-- ENTRIES SUPPLIED follows --

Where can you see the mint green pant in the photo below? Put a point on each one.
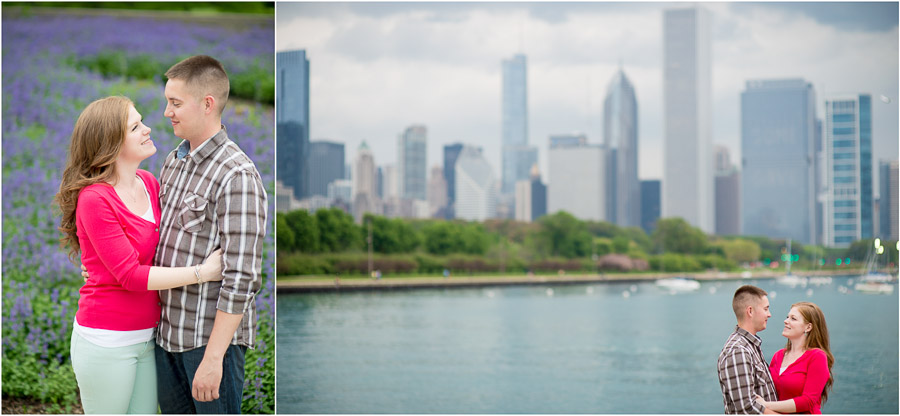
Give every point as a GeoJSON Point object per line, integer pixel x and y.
{"type": "Point", "coordinates": [115, 380]}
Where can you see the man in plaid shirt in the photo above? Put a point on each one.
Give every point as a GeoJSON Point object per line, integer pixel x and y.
{"type": "Point", "coordinates": [211, 196]}
{"type": "Point", "coordinates": [743, 372]}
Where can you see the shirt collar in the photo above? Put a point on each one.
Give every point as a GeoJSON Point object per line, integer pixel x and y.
{"type": "Point", "coordinates": [754, 339]}
{"type": "Point", "coordinates": [205, 149]}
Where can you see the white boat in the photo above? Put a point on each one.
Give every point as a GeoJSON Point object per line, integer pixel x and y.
{"type": "Point", "coordinates": [820, 281]}
{"type": "Point", "coordinates": [678, 284]}
{"type": "Point", "coordinates": [875, 288]}
{"type": "Point", "coordinates": [792, 281]}
{"type": "Point", "coordinates": [876, 277]}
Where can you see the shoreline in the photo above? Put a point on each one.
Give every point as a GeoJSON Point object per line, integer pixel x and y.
{"type": "Point", "coordinates": [412, 283]}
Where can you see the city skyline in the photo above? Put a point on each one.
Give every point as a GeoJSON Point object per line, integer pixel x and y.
{"type": "Point", "coordinates": [456, 80]}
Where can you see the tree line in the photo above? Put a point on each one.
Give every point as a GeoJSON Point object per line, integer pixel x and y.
{"type": "Point", "coordinates": [329, 241]}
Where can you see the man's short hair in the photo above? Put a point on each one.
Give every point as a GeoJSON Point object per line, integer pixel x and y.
{"type": "Point", "coordinates": [743, 298]}
{"type": "Point", "coordinates": [203, 75]}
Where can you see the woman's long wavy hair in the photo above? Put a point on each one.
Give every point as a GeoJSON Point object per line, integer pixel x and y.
{"type": "Point", "coordinates": [96, 142]}
{"type": "Point", "coordinates": [816, 338]}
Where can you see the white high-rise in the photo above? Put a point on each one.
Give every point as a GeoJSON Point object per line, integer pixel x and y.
{"type": "Point", "coordinates": [577, 178]}
{"type": "Point", "coordinates": [687, 187]}
{"type": "Point", "coordinates": [476, 186]}
{"type": "Point", "coordinates": [620, 136]}
{"type": "Point", "coordinates": [364, 196]}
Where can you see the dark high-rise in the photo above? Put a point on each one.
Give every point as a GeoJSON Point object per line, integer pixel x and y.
{"type": "Point", "coordinates": [292, 119]}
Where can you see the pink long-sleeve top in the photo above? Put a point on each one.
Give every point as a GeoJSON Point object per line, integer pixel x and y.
{"type": "Point", "coordinates": [117, 248]}
{"type": "Point", "coordinates": [803, 381]}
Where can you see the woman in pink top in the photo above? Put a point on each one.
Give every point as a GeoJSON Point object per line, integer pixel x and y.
{"type": "Point", "coordinates": [110, 216]}
{"type": "Point", "coordinates": [802, 370]}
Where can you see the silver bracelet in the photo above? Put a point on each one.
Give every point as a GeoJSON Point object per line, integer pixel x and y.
{"type": "Point", "coordinates": [197, 273]}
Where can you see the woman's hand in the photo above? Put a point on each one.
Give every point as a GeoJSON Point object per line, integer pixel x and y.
{"type": "Point", "coordinates": [760, 400]}
{"type": "Point", "coordinates": [211, 269]}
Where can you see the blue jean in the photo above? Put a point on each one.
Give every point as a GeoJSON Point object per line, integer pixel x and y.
{"type": "Point", "coordinates": [175, 376]}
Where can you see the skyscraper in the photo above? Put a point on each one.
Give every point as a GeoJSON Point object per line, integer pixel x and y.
{"type": "Point", "coordinates": [620, 135]}
{"type": "Point", "coordinates": [728, 194]}
{"type": "Point", "coordinates": [476, 186]}
{"type": "Point", "coordinates": [848, 143]}
{"type": "Point", "coordinates": [326, 164]}
{"type": "Point", "coordinates": [778, 196]}
{"type": "Point", "coordinates": [437, 193]}
{"type": "Point", "coordinates": [364, 199]}
{"type": "Point", "coordinates": [889, 188]}
{"type": "Point", "coordinates": [531, 197]}
{"type": "Point", "coordinates": [517, 155]}
{"type": "Point", "coordinates": [577, 178]}
{"type": "Point", "coordinates": [650, 193]}
{"type": "Point", "coordinates": [451, 153]}
{"type": "Point", "coordinates": [687, 187]}
{"type": "Point", "coordinates": [292, 121]}
{"type": "Point", "coordinates": [411, 163]}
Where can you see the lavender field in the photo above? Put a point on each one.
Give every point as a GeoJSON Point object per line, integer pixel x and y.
{"type": "Point", "coordinates": [50, 73]}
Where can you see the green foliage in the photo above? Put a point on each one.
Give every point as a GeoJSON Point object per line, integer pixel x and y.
{"type": "Point", "coordinates": [218, 7]}
{"type": "Point", "coordinates": [305, 228]}
{"type": "Point", "coordinates": [260, 370]}
{"type": "Point", "coordinates": [620, 244]}
{"type": "Point", "coordinates": [392, 235]}
{"type": "Point", "coordinates": [284, 238]}
{"type": "Point", "coordinates": [675, 235]}
{"type": "Point", "coordinates": [337, 231]}
{"type": "Point", "coordinates": [740, 250]}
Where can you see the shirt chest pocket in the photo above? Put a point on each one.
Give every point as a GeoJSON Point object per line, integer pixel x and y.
{"type": "Point", "coordinates": [192, 215]}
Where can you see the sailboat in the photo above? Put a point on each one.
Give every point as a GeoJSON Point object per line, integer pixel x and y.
{"type": "Point", "coordinates": [789, 279]}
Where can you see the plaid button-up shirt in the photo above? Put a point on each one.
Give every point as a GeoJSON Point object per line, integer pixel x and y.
{"type": "Point", "coordinates": [743, 373]}
{"type": "Point", "coordinates": [211, 197]}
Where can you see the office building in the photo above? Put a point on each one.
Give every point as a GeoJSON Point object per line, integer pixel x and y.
{"type": "Point", "coordinates": [326, 165]}
{"type": "Point", "coordinates": [687, 187]}
{"type": "Point", "coordinates": [577, 178]}
{"type": "Point", "coordinates": [848, 144]}
{"type": "Point", "coordinates": [364, 198]}
{"type": "Point", "coordinates": [888, 193]}
{"type": "Point", "coordinates": [476, 186]}
{"type": "Point", "coordinates": [778, 195]}
{"type": "Point", "coordinates": [292, 121]}
{"type": "Point", "coordinates": [411, 163]}
{"type": "Point", "coordinates": [650, 205]}
{"type": "Point", "coordinates": [620, 136]}
{"type": "Point", "coordinates": [728, 194]}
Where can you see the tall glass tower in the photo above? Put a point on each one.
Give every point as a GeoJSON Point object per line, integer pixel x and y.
{"type": "Point", "coordinates": [518, 157]}
{"type": "Point", "coordinates": [620, 133]}
{"type": "Point", "coordinates": [292, 120]}
{"type": "Point", "coordinates": [687, 187]}
{"type": "Point", "coordinates": [778, 127]}
{"type": "Point", "coordinates": [411, 163]}
{"type": "Point", "coordinates": [847, 210]}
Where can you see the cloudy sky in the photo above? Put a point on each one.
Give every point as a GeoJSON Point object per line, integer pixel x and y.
{"type": "Point", "coordinates": [377, 68]}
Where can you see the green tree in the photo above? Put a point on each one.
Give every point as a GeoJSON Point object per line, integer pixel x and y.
{"type": "Point", "coordinates": [474, 239]}
{"type": "Point", "coordinates": [337, 231]}
{"type": "Point", "coordinates": [740, 250]}
{"type": "Point", "coordinates": [675, 235]}
{"type": "Point", "coordinates": [284, 235]}
{"type": "Point", "coordinates": [441, 238]}
{"type": "Point", "coordinates": [305, 230]}
{"type": "Point", "coordinates": [620, 244]}
{"type": "Point", "coordinates": [566, 235]}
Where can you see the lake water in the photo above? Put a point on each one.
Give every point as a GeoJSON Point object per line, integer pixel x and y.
{"type": "Point", "coordinates": [558, 349]}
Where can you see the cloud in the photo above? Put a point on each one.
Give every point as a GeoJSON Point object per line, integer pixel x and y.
{"type": "Point", "coordinates": [378, 67]}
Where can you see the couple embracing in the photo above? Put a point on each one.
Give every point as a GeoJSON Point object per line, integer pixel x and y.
{"type": "Point", "coordinates": [799, 376]}
{"type": "Point", "coordinates": [172, 266]}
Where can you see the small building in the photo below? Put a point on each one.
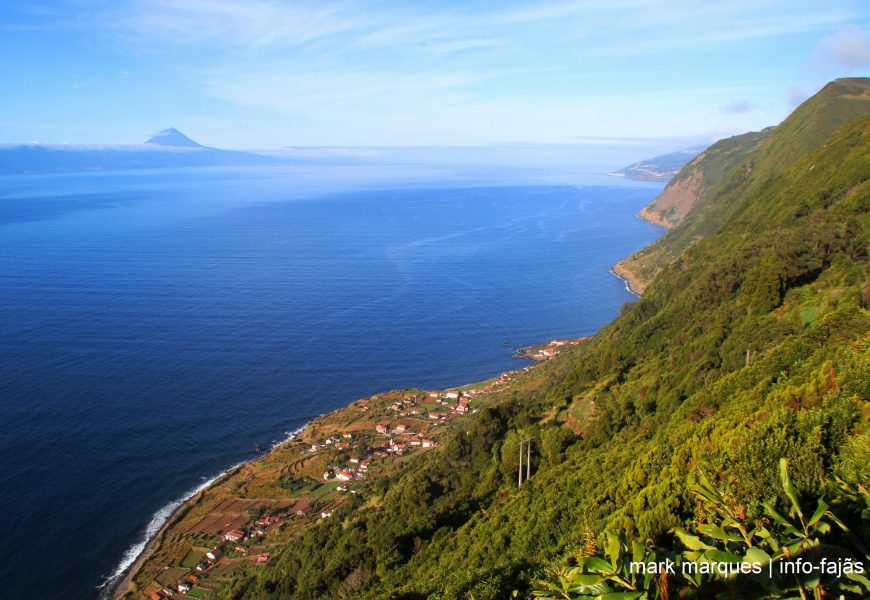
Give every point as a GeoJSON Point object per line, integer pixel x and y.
{"type": "Point", "coordinates": [214, 553]}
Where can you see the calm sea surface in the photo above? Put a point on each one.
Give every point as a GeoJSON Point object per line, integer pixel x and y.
{"type": "Point", "coordinates": [156, 327]}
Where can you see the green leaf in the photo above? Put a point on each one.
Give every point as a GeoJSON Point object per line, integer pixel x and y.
{"type": "Point", "coordinates": [721, 556]}
{"type": "Point", "coordinates": [789, 489]}
{"type": "Point", "coordinates": [692, 542]}
{"type": "Point", "coordinates": [586, 580]}
{"type": "Point", "coordinates": [612, 548]}
{"type": "Point", "coordinates": [596, 565]}
{"type": "Point", "coordinates": [714, 531]}
{"type": "Point", "coordinates": [821, 509]}
{"type": "Point", "coordinates": [860, 579]}
{"type": "Point", "coordinates": [756, 555]}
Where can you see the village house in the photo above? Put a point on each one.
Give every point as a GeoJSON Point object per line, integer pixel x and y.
{"type": "Point", "coordinates": [214, 553]}
{"type": "Point", "coordinates": [234, 536]}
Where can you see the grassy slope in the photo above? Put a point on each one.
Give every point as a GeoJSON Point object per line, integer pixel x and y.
{"type": "Point", "coordinates": [621, 422]}
{"type": "Point", "coordinates": [733, 172]}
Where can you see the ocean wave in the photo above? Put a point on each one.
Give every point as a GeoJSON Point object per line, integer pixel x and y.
{"type": "Point", "coordinates": [132, 554]}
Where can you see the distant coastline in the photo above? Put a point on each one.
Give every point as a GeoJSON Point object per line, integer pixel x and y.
{"type": "Point", "coordinates": [118, 584]}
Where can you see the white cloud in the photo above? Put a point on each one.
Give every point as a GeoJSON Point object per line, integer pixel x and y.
{"type": "Point", "coordinates": [849, 48]}
{"type": "Point", "coordinates": [738, 107]}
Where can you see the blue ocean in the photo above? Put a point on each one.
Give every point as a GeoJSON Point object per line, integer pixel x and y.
{"type": "Point", "coordinates": [156, 327]}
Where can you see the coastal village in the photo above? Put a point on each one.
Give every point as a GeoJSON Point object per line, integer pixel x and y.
{"type": "Point", "coordinates": [239, 522]}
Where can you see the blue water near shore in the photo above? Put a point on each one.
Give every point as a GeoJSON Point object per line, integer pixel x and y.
{"type": "Point", "coordinates": [156, 327]}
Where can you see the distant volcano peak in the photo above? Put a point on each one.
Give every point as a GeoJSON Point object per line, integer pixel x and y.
{"type": "Point", "coordinates": [172, 137]}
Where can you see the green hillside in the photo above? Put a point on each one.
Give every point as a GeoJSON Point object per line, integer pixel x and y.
{"type": "Point", "coordinates": [693, 182]}
{"type": "Point", "coordinates": [665, 432]}
{"type": "Point", "coordinates": [733, 172]}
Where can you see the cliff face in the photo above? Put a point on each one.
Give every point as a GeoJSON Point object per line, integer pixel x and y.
{"type": "Point", "coordinates": [690, 185]}
{"type": "Point", "coordinates": [621, 425]}
{"type": "Point", "coordinates": [678, 198]}
{"type": "Point", "coordinates": [701, 198]}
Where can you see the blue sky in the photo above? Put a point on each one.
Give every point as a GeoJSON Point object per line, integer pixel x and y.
{"type": "Point", "coordinates": [267, 74]}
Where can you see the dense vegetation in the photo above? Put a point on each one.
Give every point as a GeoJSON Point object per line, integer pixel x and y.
{"type": "Point", "coordinates": [738, 168]}
{"type": "Point", "coordinates": [748, 352]}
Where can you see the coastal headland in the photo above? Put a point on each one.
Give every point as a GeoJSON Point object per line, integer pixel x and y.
{"type": "Point", "coordinates": [239, 521]}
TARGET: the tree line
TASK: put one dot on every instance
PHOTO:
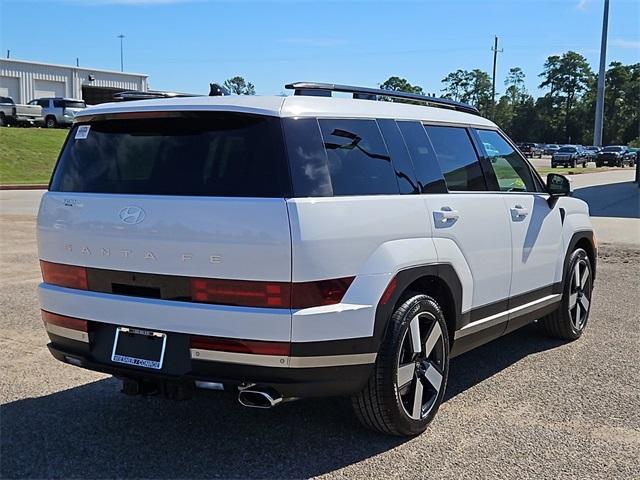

-- ENTRIES SUPPLIED concluded --

# ASSIGNMENT:
With all pictures left out, please transcribe exactly the lines from the start of the material through the line with "Where can you see the white boat".

# RESULT:
Where can you see the mint green pant in the photo below? Put a point on each one.
Give every point as a GeoJSON Point object per line, integer pixel x and y.
{"type": "Point", "coordinates": [115, 380]}
Where can you see the man in plaid shirt in the photo above? Put a point on each one.
Give every point as a GeoJSON Point object per line, integer pixel x and y.
{"type": "Point", "coordinates": [211, 196]}
{"type": "Point", "coordinates": [743, 372]}
Where can you see the shirt collar in the photo above? Put a point on each one.
Give every point as a GeoJSON Point object per line, integer pixel x and y.
{"type": "Point", "coordinates": [754, 339]}
{"type": "Point", "coordinates": [205, 149]}
Where can you see the white boat in the photo above? Put a point on each one.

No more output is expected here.